Start of Quoted text

That’s a weird looking DIN cable w the black colored connector. Not sure if it matters but the only cables I have ever seen being used w Mercedes/Becker stuff have right angle cable ends.

It was the only one available at the time, I’d think it’s safe to say that other things wouldn’t work if it was not right.
 
Welp, just bought that MX-we’ll see what happens. On a different note, I picked up seat heater pads from MB, so that DIY will be in the future.
 
Welp, just bought that MX-we’ll see what happens. On a different note, I picked up seat heater pads from MB, so that DIY will be in the future.
What year/model do you have, and what seat heater pad part numbers did you buy? These are NLA for the E500E/Sportline seats.

The main wire harness for heated seats is also NLA, so you'd need to source one from a car being parted out. I did this upgrade years ago on my '87 300D. Pics are on my website.

:blink:
 
What year/model do you have, and what seat heater pad part numbers did you buy? These are NLA for the E500E/Sportline seats.

The main wire harness for heated seats is also NLA, so you'd need to source one from a car being parted out. I did this upgrade years ago on my '87 300D. Pics are on my website.

:blink:

‘92 300E with standard seats. I have the harnesses already, and the console wood. The heater pads are still available from MB for about $45 a piece. I just need the time to do it now.
 
‘92 300E with standard seats. I have the harnesses already, and the console wood. The heater pads are still available from MB for about $45 a piece. I just need the time to do it now.

End of Quoted text
Start of Record list

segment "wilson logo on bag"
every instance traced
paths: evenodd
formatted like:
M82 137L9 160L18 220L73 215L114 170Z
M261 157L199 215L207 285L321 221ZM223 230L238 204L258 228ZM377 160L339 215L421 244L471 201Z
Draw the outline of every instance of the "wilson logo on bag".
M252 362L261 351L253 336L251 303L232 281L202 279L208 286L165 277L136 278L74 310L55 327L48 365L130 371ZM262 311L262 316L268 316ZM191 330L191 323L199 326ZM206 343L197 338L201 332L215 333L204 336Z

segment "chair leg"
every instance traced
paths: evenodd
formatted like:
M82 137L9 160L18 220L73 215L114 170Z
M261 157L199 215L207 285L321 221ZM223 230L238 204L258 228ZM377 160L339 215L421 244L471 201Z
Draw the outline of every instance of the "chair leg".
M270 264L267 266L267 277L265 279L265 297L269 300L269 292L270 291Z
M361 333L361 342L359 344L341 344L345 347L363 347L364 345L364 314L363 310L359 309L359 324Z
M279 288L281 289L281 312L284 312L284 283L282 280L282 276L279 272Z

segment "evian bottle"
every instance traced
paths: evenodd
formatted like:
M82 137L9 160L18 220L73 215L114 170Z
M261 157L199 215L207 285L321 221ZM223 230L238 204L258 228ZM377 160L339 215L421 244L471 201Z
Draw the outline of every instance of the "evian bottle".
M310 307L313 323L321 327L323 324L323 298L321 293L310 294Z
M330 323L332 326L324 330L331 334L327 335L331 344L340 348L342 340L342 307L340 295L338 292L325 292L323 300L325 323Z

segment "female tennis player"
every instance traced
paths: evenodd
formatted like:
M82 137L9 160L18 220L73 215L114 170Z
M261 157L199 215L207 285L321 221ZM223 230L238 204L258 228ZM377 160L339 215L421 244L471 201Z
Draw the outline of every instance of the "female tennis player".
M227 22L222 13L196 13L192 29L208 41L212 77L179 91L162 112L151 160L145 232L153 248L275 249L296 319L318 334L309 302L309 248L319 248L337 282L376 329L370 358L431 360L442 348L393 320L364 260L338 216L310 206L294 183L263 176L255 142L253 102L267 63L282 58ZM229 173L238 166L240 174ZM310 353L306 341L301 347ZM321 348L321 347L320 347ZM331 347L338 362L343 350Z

End of Record list
Start of Record list

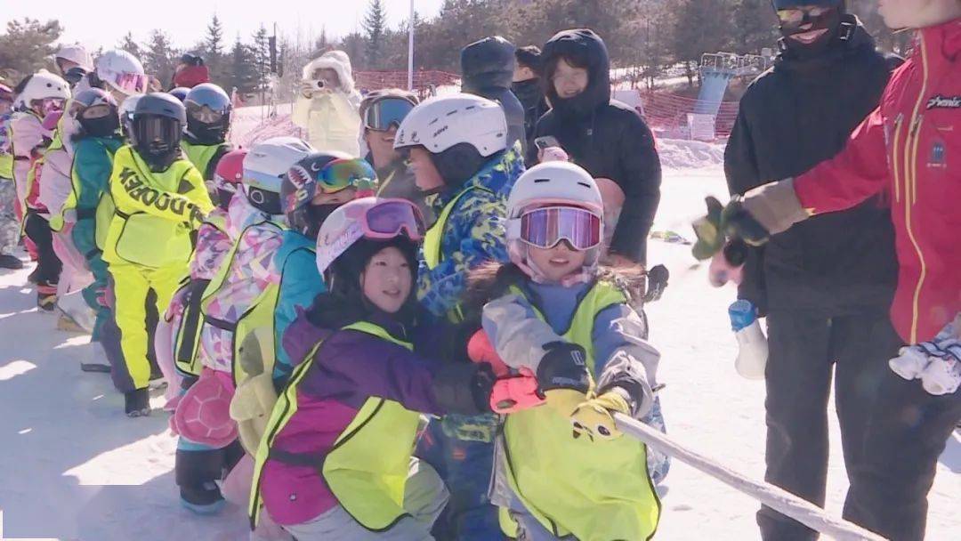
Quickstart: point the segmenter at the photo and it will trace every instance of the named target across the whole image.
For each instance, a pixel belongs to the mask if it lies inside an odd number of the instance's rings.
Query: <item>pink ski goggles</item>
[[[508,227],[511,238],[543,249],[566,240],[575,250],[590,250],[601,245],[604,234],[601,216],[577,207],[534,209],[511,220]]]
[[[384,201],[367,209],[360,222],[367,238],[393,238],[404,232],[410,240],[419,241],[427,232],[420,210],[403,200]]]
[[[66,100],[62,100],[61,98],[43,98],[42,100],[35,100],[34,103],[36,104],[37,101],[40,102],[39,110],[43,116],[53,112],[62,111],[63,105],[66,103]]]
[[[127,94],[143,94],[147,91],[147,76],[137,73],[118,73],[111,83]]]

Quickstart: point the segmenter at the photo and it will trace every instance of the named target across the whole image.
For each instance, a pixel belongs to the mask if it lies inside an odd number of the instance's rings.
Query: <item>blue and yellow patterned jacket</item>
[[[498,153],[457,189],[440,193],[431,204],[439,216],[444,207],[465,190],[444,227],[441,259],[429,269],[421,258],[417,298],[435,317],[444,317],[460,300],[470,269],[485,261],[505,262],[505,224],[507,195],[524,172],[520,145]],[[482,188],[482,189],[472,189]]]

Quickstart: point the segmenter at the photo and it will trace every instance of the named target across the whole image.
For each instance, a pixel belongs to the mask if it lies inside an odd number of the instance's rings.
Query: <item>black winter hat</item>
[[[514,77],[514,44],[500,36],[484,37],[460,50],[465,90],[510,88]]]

End of Record list

*Problem statement*.
Set down the stretch of the Mercedes forum thread above from "That’s a weird" through "angle cable ends.", word for word.

*Answer to this task*.
That’s a weird looking DIN cable w the black colored connector. Not sure if it matters but the only cables I have ever seen being used w Mercedes/Becker stuff have right angle cable ends.